The On-Going Issue Of Female Genital Cosmetic Surgery
The incidence of female genital cosmetic surgery (FGCS, sometimes referred to as labiaplasty, although this is not the only procedure) is thought to be increasing, and this type of surgery continues to cause concern. Is it in fact licensed female genital mutilation (FGM), as some allege – in which case it is illegal? And is it ever permissible in juveniles? Is it hypocritical and ‘racially’ biased?What follows is my small contribution to the debate which continues in the British Medical Journal (BMJ) and elsewhere in the legal and medical literature.
>>> There are surely few if any exceptions to the legal position that children – in the UK, those under the age of 18 – may not give consent at any point to clinically inessential or non-urgent physically or psychologically intrusive procedures; and there are even more surely no exceptions for people of any age to the position that consent may not be claimed as a basis for delivering procedures (in common parlance perhaps ‘assault’?) which the law forbids. Presumably in these instances there is not even the required professional licence or insurance to proceed.
It is therefore difficult to see why doctors, whether referrers or those who offer such procedures, apparently continue to consider female genital cosmetic surgery on minors. In the words of the British Society for Paediatric and Adolescent Gynaecology Position Statement (2013),
“In the absence of any identifiable disease and until the evidence demonstrates to the contrary, labiaplasty should not be performed on girls under the age of 18 years.”
… and many of us would argue that current FGM legislation in the UK says it should not, in the absence of severe physical or psychological pathology, be performed on women over the age of 18 either.
The debate on female genital cosmetic surgery on minors is at risk of being conducted in a vacuum. There are indeed adolescent girls with serious concerns about the appearance or ‘normality’ of their external genitals, but referral routes for almost all of them need to be non-escalatory: where are the child psychologists and school nurses who can address these issues in a less dramatic setting? Why is it not routinely expected that the genitals of all young children will be examined, and their normality (as it usually is) recorded overtly in the Red Book, to provide reassurance without unnecessary and perhaps more traumatic inspections later on?
Proper provision of these routine services would help to assuage the anxieties of some girls concerned about whether they are normal, and would also if necessary give them confidence to dismiss the voices of others who tell them differently. And the same services – school nurses, child and adolescent mental health services [CAMHS] etc – would do much to support efforts to eradicate FGM and also to support children who experience other forms of abuse.
It could also be argued that the focus on possible surgical procedures to accommodate concerns about female juvenile genital normality offers an excuse to put aside issues around the elective male circumcision of minors. I invite anyone to explain why that, when not overtly clinically indicated, is also not assault.
There are numerous reasons why clarity on the legitimacy of procedures like female adolescent genital cosmetic surgery is urgently required*. Prof Susan Bewley [writing on the BMJ website: UK doctors performing labial reduction on minors need clarity about the law on FGM] is absolutely right to press this issue. The actual legitimacy of juvenile cosmetic surgery, the risks of intervention to young women’s health, and wider questions such as whether cosmetic genital surgery is actually FGM, must be resolved.
Is the silence in part because those who have provided or are currently providing this ‘service’ are keen not to see the issues addressed? And also, from another perspective, because if such matters are fully acknowledged, the massive gaps and omissions in the provision of care, and especially of pastoral and psychological care, for young people would be even more starkly revealed?

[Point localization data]
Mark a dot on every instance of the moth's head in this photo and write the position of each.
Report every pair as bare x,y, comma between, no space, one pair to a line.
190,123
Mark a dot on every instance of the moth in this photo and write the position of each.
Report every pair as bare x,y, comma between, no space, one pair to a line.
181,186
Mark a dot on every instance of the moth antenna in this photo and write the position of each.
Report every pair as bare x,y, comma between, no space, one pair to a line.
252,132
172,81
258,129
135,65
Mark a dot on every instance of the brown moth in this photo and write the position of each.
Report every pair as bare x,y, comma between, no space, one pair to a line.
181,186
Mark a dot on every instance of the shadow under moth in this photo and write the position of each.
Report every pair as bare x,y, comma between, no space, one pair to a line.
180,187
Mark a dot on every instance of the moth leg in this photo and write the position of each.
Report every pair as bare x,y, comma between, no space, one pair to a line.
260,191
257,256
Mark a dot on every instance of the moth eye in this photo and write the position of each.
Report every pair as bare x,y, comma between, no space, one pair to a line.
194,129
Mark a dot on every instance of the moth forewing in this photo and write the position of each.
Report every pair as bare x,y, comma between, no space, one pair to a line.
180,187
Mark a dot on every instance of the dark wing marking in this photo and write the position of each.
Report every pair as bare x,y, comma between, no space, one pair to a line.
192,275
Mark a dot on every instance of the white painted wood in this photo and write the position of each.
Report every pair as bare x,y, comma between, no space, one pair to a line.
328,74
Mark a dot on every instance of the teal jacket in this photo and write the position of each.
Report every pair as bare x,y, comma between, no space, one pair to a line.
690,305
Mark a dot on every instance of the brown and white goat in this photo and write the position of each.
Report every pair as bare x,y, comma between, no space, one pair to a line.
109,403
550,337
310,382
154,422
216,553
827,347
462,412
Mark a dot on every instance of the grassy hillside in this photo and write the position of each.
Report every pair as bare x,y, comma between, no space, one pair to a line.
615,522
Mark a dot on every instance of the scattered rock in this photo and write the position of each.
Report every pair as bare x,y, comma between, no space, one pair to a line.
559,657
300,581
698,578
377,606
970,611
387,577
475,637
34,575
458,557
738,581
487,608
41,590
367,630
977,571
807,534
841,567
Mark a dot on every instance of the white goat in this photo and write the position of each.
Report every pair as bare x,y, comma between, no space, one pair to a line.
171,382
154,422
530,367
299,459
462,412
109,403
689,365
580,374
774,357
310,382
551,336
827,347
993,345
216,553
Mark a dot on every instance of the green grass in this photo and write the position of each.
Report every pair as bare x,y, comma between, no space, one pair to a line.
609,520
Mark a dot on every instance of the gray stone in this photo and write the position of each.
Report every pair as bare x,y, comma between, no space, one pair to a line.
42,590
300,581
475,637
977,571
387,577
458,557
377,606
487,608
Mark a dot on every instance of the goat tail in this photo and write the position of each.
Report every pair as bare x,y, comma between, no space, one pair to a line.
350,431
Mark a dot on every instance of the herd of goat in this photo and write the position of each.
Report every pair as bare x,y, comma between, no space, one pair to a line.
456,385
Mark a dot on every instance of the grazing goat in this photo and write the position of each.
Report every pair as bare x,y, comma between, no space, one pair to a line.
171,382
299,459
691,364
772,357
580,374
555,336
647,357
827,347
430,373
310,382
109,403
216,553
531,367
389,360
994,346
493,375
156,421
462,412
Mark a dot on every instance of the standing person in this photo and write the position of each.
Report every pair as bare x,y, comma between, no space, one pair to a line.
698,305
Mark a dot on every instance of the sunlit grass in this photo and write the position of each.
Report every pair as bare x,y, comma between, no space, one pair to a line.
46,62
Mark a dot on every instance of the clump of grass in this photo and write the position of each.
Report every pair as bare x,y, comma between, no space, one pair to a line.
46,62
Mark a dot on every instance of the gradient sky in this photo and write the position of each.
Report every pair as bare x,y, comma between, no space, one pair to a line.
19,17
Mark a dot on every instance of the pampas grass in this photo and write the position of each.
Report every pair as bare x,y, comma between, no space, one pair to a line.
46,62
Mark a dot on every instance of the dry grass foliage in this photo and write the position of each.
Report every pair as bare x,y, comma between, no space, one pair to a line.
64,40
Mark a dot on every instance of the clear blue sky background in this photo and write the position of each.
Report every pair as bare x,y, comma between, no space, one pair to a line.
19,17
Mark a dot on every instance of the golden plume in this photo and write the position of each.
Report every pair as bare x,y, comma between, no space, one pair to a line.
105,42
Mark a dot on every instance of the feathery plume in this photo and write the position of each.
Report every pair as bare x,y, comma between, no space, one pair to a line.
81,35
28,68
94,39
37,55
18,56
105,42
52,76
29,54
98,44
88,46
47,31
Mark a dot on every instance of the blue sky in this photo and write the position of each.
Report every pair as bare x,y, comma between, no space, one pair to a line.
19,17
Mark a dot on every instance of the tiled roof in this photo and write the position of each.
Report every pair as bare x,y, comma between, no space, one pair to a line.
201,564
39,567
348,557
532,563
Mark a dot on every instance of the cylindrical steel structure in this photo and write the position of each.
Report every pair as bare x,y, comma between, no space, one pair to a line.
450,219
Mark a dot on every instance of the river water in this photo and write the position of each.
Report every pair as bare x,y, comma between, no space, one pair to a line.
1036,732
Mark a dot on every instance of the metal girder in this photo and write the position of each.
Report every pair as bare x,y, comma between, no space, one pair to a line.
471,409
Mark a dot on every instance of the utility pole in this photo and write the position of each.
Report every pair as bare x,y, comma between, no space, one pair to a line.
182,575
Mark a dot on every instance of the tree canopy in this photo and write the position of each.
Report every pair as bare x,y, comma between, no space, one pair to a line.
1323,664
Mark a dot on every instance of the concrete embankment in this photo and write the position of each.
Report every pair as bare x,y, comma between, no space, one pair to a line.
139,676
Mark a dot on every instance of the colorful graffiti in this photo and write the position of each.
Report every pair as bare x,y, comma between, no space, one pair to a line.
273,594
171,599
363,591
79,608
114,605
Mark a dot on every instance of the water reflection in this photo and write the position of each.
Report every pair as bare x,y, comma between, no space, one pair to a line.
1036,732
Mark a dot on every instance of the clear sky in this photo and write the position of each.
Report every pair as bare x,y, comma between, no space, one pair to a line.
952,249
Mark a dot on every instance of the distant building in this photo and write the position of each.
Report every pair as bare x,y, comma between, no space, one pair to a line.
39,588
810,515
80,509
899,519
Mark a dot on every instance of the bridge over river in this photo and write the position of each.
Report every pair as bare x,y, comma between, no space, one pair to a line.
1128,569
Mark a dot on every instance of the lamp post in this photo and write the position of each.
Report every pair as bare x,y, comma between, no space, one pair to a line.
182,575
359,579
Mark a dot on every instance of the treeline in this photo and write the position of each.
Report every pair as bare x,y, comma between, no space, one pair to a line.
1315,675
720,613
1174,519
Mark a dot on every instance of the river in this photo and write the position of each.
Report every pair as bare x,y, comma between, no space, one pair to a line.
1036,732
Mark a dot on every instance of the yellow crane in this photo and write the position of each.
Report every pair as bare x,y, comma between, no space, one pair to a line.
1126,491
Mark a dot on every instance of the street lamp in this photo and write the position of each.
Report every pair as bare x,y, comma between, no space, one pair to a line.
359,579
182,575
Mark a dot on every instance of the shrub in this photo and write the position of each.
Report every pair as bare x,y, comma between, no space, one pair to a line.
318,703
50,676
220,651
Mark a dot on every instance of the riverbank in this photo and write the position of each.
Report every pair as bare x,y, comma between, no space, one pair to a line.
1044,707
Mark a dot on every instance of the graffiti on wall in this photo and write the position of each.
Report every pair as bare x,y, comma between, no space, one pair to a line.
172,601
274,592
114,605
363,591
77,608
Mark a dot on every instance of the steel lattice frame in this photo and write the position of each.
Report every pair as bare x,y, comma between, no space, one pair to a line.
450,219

» **Your assignment**
Print the passage of the female genital cosmetic surgery article that starts at "It is therefore" and ends at "of 18 either.".

» **Answer space**
It is therefore difficult to see why doctors, whether referrers or those who offer such procedures, apparently continue to consider female genital cosmetic surgery on minors. In the words of the British Society for Paediatric and Adolescent Gynaecology Position Statement (2013),
“In the absence of any identifiable disease and until the evidence demonstrates to the contrary, labiaplasty should not be performed on girls under the age of 18 years.”
… and many of us would argue that current FGM legislation in the UK says it should not, in the absence of severe physical or psychological pathology, be performed on women over the age of 18 either.